**Exercise brief:** The answer must consist of every line in the data that contains "outline".

**Given data:**
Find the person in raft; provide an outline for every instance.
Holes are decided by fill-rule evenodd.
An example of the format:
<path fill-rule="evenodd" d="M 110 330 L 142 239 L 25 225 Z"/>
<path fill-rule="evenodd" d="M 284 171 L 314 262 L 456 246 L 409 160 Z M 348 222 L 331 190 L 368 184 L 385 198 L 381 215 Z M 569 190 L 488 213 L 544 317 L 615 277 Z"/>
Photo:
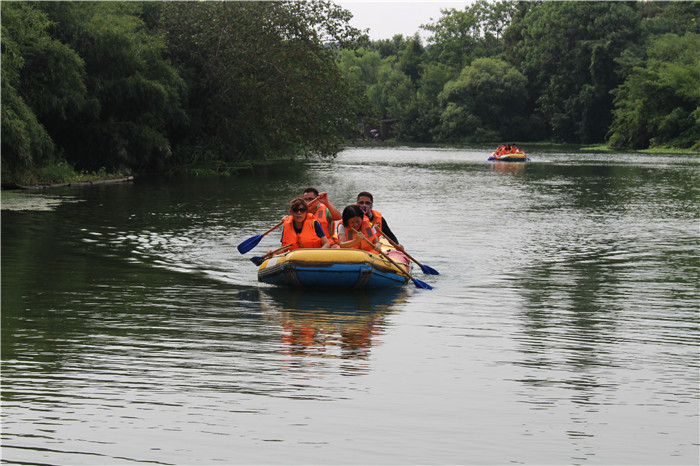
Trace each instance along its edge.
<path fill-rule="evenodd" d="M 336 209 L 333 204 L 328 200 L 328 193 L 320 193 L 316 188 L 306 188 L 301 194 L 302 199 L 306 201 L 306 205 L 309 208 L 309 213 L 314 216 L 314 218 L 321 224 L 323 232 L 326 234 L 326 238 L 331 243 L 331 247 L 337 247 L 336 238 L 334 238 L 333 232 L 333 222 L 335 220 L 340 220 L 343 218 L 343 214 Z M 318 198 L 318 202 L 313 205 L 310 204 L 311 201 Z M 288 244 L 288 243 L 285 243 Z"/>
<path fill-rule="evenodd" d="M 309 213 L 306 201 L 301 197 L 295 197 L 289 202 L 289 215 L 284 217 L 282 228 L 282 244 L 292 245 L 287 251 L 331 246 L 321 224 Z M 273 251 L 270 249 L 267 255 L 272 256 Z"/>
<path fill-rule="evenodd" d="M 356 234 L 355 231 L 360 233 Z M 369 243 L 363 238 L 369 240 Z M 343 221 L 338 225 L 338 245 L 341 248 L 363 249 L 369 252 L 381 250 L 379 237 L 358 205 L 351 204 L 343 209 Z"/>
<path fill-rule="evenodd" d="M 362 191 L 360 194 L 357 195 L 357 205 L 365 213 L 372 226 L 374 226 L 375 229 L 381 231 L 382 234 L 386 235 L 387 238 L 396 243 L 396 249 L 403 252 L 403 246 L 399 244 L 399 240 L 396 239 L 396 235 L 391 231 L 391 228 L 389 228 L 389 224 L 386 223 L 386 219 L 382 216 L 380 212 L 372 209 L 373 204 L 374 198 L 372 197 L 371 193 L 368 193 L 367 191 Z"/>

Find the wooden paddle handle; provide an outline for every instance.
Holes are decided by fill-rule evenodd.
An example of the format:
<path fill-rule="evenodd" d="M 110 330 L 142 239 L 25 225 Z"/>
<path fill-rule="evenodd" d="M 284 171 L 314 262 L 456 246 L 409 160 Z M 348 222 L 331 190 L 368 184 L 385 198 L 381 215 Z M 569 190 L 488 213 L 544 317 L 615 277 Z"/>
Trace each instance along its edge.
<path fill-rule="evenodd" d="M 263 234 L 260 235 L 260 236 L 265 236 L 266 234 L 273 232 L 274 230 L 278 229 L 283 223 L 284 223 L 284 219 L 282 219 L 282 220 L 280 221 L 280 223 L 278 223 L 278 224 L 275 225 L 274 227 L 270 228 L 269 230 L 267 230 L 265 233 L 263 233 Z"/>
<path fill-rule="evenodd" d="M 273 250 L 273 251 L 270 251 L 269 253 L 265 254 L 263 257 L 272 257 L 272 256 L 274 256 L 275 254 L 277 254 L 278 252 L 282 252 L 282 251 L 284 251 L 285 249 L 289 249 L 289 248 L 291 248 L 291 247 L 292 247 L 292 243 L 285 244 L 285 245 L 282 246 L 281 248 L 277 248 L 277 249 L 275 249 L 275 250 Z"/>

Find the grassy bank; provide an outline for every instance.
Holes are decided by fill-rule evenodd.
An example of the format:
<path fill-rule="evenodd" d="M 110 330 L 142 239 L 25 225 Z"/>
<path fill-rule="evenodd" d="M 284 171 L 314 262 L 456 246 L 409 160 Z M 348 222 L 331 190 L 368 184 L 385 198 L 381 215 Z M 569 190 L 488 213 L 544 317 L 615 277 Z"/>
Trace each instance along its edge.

**Problem solution:**
Find the person in raft; provide an outline for every instance.
Find the wooden paddle handle; provide an outline for every instance.
Find the grassy bank; provide an outline for every instance.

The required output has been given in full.